**Excerpted passage**
The practical suspicion is simple. A lot of conversion feels slower and heavier than it needs to be because the path is too layered. Vendor API, managed runtime, wrapper, converter, XML writer, then maybe another tool that reads the XML back in. Each layer makes sense historically. Together they make the first step of analysis feel more expensive than it should.

I want to know how much of that cost is necessary.

Maybe the answer is most of it. Maybe direct parsing runs into too many edge cases. Maybe the format differences across versions make the maintenance burden too high. Maybe the safe public version of this project ends up much smaller than the private experiment. That would still teach me something.

Downstream tools inherit the shape of the input step. If the first step is slow, fragile, platform-specific, or legally awkward, then everything after it starts with that friction. Search engines, compression formats, public repositories, automated pipelines, and reproducible analysis all depend on reading the data first. That should be the least dramatic part of the workflow.

I do not know yet whether mzBridge becomes a public tool, a private experiment, or just a set of lessons for future projects like mzArc and mzValidate. I know the question is worth testing. Vendor data is where a lot of proteomics begins, and pretending that open science starts only after conversion feels incomplete.

So this is the early note to myself. Try the bridge. Keep it clean. Validate everything. Do not overpromise.

**Assigned task 1**
List everything the data-conversion note says depends on reading the data first.

**Information**
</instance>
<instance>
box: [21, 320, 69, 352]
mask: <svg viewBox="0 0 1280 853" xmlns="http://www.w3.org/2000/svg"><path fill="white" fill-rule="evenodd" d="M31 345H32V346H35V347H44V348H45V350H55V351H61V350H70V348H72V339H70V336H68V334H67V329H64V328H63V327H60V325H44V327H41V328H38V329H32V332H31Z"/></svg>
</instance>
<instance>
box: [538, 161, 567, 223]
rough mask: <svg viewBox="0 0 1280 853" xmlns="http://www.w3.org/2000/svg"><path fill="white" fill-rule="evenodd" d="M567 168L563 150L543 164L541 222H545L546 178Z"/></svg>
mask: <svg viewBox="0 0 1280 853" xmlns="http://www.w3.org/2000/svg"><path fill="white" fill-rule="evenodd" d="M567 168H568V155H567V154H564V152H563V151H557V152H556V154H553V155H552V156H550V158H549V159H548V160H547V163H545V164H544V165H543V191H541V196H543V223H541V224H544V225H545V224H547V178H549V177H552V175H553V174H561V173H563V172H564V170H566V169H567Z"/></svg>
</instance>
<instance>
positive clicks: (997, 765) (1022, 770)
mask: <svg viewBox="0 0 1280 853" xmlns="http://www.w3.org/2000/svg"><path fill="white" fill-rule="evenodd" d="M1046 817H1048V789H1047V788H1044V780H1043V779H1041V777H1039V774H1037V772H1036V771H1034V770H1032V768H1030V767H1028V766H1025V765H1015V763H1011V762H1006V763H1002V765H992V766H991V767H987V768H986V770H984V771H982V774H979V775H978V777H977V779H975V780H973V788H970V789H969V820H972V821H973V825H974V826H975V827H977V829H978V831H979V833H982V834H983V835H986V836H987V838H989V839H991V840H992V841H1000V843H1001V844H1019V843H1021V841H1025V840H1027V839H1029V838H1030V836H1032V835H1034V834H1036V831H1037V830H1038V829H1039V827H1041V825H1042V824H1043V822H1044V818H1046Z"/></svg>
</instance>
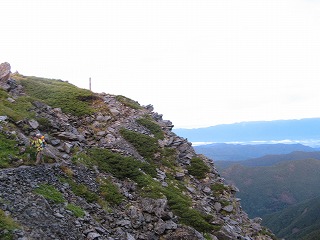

**Assigned task 2**
Copy all of the records above line for line, leaving out the pictures.

**Response area 1**
Search engines, compression formats, public repositories, automated pipelines, and reproducible analysis.

**Response area 2**
</instance>
<instance>
box: [21, 320, 69, 352]
mask: <svg viewBox="0 0 1280 853" xmlns="http://www.w3.org/2000/svg"><path fill="white" fill-rule="evenodd" d="M31 345H32V346H35V347H44V348H45V350H55V351H61V350H70V348H72V339H70V336H68V334H67V329H64V328H63V327H60V325H44V327H41V328H38V329H32V332H31Z"/></svg>
</instance>
<instance>
box: [538, 161, 567, 223]
rough mask: <svg viewBox="0 0 1280 853" xmlns="http://www.w3.org/2000/svg"><path fill="white" fill-rule="evenodd" d="M567 168L563 150L543 164L541 222H545L546 178Z"/></svg>
mask: <svg viewBox="0 0 1280 853" xmlns="http://www.w3.org/2000/svg"><path fill="white" fill-rule="evenodd" d="M567 168H568V155H567V154H564V152H563V151H557V152H556V154H553V155H552V156H550V158H549V159H548V160H547V163H545V164H544V165H543V191H541V196H543V223H541V224H544V225H545V224H547V178H549V177H552V175H553V174H561V173H563V172H564V170H566V169H567Z"/></svg>
</instance>
<instance>
positive clicks: (997, 765) (1022, 770)
mask: <svg viewBox="0 0 1280 853" xmlns="http://www.w3.org/2000/svg"><path fill="white" fill-rule="evenodd" d="M1046 817H1048V789H1047V788H1044V780H1043V779H1041V777H1039V774H1037V772H1036V771H1034V770H1032V768H1030V767H1028V766H1025V765H1015V763H1011V762H1006V763H1002V765H992V766H991V767H987V768H986V770H984V771H982V774H979V775H978V777H977V779H975V780H973V788H970V789H969V820H972V821H973V825H974V826H975V827H977V829H978V831H979V833H982V834H983V835H986V836H987V838H989V839H991V840H992V841H1000V843H1001V844H1019V843H1021V841H1025V840H1027V839H1029V838H1030V836H1032V835H1034V834H1036V831H1037V830H1038V829H1039V827H1041V825H1042V824H1043V822H1044V818H1046Z"/></svg>
</instance>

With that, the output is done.